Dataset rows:
··········

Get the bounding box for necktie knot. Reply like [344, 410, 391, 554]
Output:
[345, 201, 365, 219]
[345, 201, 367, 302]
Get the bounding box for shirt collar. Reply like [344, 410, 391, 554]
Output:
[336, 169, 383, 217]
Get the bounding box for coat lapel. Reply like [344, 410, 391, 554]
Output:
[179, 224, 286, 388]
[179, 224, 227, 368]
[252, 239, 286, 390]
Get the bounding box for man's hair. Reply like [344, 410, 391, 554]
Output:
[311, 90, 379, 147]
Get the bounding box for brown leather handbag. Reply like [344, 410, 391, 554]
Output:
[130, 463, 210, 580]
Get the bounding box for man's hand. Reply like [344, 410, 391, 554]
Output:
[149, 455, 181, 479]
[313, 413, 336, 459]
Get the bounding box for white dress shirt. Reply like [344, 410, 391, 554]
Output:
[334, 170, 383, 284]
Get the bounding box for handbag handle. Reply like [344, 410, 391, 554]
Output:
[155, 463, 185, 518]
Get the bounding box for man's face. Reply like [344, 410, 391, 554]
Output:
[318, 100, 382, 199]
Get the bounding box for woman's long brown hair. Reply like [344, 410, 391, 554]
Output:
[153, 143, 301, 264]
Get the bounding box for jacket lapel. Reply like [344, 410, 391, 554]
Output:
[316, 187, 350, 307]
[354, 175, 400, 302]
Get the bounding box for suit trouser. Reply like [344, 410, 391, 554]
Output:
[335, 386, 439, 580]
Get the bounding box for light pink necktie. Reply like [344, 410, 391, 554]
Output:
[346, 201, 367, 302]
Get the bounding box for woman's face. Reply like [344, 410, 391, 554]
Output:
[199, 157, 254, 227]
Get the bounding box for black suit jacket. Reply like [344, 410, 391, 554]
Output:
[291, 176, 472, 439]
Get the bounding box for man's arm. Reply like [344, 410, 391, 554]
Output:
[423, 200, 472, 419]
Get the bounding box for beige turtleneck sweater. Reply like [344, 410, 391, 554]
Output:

··········

* **Goal**:
Show every line in the material above that contains the word "shirt".

* **Answer to the problem**:
Get the bounding box for shirt collar. Reply like [344, 410, 391, 554]
Get the bounding box for white dress shirt. Reply like [344, 410, 391, 554]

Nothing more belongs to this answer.